| Data for this exercise |
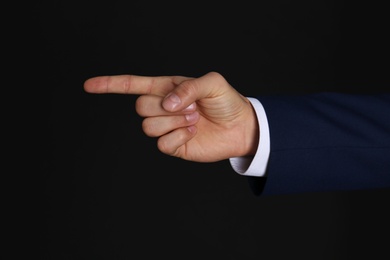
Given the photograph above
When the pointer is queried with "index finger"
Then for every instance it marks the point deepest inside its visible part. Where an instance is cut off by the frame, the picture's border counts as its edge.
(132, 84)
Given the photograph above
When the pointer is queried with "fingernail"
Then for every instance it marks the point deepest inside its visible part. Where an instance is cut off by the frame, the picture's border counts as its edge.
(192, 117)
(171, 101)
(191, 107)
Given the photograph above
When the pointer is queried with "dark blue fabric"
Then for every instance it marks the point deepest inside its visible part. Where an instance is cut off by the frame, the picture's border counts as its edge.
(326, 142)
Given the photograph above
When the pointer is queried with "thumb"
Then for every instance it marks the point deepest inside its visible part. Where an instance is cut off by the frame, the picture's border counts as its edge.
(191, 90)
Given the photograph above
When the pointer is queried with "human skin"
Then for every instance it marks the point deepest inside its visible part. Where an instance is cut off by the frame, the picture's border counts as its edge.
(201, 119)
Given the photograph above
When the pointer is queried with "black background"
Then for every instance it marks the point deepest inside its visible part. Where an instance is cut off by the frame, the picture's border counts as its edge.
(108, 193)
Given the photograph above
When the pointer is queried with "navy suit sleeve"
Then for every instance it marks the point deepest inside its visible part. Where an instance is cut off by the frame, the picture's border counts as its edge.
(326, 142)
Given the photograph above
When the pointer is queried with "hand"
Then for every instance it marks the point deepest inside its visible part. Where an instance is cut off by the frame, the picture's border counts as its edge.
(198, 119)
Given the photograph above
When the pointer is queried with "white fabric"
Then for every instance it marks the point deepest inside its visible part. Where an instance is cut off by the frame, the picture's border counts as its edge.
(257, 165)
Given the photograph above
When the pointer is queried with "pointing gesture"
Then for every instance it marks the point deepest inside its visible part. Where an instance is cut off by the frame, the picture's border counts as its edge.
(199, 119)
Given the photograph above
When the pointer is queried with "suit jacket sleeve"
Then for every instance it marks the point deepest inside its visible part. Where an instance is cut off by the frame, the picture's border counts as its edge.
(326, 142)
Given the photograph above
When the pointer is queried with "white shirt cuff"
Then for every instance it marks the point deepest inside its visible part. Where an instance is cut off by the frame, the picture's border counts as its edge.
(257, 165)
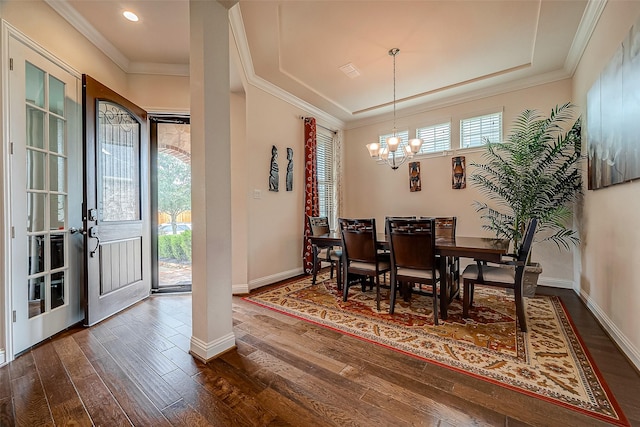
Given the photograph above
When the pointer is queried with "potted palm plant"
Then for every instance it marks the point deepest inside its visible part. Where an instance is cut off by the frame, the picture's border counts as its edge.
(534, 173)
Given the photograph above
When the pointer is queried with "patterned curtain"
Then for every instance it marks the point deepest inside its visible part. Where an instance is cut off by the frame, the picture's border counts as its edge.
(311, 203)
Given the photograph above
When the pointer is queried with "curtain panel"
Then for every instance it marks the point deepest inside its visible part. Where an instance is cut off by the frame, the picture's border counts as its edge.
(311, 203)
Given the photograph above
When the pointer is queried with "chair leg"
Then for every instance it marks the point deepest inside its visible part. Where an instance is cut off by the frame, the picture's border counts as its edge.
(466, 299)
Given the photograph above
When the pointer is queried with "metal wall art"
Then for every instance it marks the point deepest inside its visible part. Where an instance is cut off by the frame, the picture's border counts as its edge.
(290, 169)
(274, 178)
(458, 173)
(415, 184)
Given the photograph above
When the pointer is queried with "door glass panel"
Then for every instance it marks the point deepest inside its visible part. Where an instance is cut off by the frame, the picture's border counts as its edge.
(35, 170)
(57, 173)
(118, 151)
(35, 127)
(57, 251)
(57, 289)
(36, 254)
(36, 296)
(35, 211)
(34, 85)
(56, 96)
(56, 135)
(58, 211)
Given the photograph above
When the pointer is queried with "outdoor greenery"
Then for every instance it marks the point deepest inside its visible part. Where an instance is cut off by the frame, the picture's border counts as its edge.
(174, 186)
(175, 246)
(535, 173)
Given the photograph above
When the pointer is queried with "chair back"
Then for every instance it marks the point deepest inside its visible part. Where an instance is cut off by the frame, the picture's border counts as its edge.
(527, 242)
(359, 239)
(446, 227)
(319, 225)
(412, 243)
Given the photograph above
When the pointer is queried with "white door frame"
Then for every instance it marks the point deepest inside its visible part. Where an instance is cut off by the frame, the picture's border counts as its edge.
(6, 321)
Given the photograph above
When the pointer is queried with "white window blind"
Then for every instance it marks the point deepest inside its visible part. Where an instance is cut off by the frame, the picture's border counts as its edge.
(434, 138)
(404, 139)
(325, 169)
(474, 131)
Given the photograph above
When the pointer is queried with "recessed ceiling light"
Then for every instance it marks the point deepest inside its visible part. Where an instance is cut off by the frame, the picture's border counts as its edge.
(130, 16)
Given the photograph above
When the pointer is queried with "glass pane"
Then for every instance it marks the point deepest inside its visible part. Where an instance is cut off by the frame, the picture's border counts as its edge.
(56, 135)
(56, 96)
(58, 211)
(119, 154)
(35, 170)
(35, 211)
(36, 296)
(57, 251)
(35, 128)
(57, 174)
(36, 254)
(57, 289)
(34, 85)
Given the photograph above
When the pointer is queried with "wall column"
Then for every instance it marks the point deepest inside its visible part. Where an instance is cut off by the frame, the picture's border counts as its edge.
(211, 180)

| Aim of the exercise |
Leave out the pictures and reproduce the rest of the listing exactly.

| Completed task |
Given the photograph above
When the pointer is queried with "index finger"
Then for every instance it marks the point deepest inside its visible part. Where an instance is cut off by the frame, the picture's border counts as its edge.
(132, 84)
Given the photograph above
When the pointer is queried with "fingernail"
Then for every instance it marks the point deepest inside its visible part. Where an instance is cut off by the frame, the picture's border counts as its edge.
(192, 117)
(171, 101)
(191, 107)
Given the photograph above
When the pointer is queried with "dark blue fabric"
Then for every instance it marks the point deepest inside its visible part. Where an instance is cut off by the frame, the picture's border counts as its edge.
(326, 142)
Given the photograph above
When the pointer is queried with "thumb"
Then for every instance it marks the point deepest inside its visible part. Where an instance is cut off by the frame, the picture's border counts as its edge.
(191, 90)
Given the photograph above
When the pointer is queried with "human skin"
Then for every instance it marks the point deepest inside its visible part. Where an instance is cut off by the frame, the picture's border counts as its edge.
(201, 119)
Given the photograph above
When the pointer is queried with "black background"
Then for every instance it marks the point deepest inside its visible part. Where an instance is cut off by the frame, the picture's border counts as its edge.
(108, 193)
Given the photograph above
When the pointer is queried with "navy suit sleeve"
Then for every instance it marks the point deepest inside its visible part. Where an instance is cut off by the frame, the picture's border counts as its edge.
(326, 142)
Given the photograph above
When the pointer is queried with "hand"
Then for every instance it marks the point deepest inside its visible part. Where an instance is cut off by the frame, the picture's border counts as its edge.
(198, 119)
Given the photograph above
When the pointer is queried with "white fabric"
Then for every instance it marks the point deepest inside its visible part. Where an instance is cut off by the frame, the picture's border counts as its edge.
(257, 165)
Given the photograph above
When the pointer is queried with "pointing gesture"
Then for every instance it marks the point deepest inside its visible part. Where an instance is cut off by the frame, the picture's border counts as its edge.
(199, 119)
Given the photograph above
When the pointer is queried with "suit jacket sleeve"
Then for every instance it marks the point deepest inside its visible part. Where an instance is cut off by the frame, the picture's border counts as its edge.
(326, 142)
Given the photograph above
When the pointer is queried with "white shirt cuff"
Then for every instance it marks the point deepest inside its visible part. Where an instance is cut off by the frame, the picture's border counts as its edge.
(257, 165)
Given the photograph above
When the pointer is queried with "potted palm plant"
Then for every instance it marks the point deepest inside its visible part. Where an instance is cut off by the frame, the picture's border counts as its edge.
(534, 173)
Given the photograph above
When the pointer is queried with "patterned curtain"
Then for every instance it marks the point deepest inside its visible part. Where an instance is cut off by the frame, the picture's border counts as its edge.
(311, 203)
Given the photograph above
When the pointer is queried with "curtain panel"
Then for every instance it marks the point deepest inside its visible part. Where an instance is cut off by the frame, the picture's border counts as its edge.
(311, 203)
Given the photograph above
When the pointer is queried with "chair leg"
Then for every instance it marks the point deepest inside its visible part. Where an instance is cut off by the frame, the picture's border counts as its edge.
(466, 299)
Given the photograph above
When the pointer is queried with "metal wall art"
Then for every instance it marks the point deepest inside its visible part. Where an instance is cut off by the frame, the picture's border counts as its edge.
(290, 169)
(274, 178)
(458, 173)
(415, 184)
Given the photograph above
When the pointer is queried with "door glass panel"
Then for every instance it marks the point deepest inside its visible part. Where an instance is cut off by the frame, the picture's border counts as its edge.
(35, 170)
(57, 173)
(118, 151)
(35, 127)
(57, 251)
(57, 289)
(36, 254)
(36, 296)
(35, 211)
(34, 85)
(56, 96)
(56, 135)
(58, 211)
Given the photograph above
When the pointer is queried with "outdoor greenery"
Then for every instance it marks the point deepest inside its visible part. Where an instance is cut off by the frame, the picture's border counts as its edge.
(174, 186)
(175, 246)
(535, 173)
Given the photograph above
When the pointer is queried with "chair back"
Then for every instance it marks the point deepest inside its visible part. Where an instance is cut off by the frame, the picture's border counts as its edge.
(527, 242)
(359, 239)
(446, 227)
(319, 225)
(412, 243)
Given the photograph above
When the pointer is queried with "white door frame"
Then for every instance it marks the point deepest inside its visible part. Where an instance is cut off by the frame, the picture's border counts as its edge.
(6, 321)
Given the photograph above
When the pointer is queried with "white window blind"
Then for every instance it marks the point deepest inside its visible part. Where an instance is cut off by the frame, the picture's border counts as its edge.
(434, 138)
(404, 139)
(325, 169)
(474, 131)
Given the photograph above
When the pointer is queried with "recessed ceiling light"
Then for every instance it marks the point deepest inside its visible part. Where an instance is cut off by the frame, the picture's border counts as its edge.
(130, 16)
Given the photograph above
When the pointer is queried with "glass pane"
Then for every instance it marks the point deepest inside its visible part. Where an instance is cut off by the frame, the picture's border counts as its edge.
(56, 135)
(56, 96)
(58, 211)
(119, 154)
(35, 170)
(35, 211)
(36, 296)
(57, 251)
(35, 128)
(57, 174)
(36, 254)
(57, 289)
(34, 85)
Given the photograph above
When the pointer is queried with "wall column"
Then for every instance it marks the point deepest inside its visible part. Where an instance is cut off by the frame, the picture's border counts as its edge.
(211, 180)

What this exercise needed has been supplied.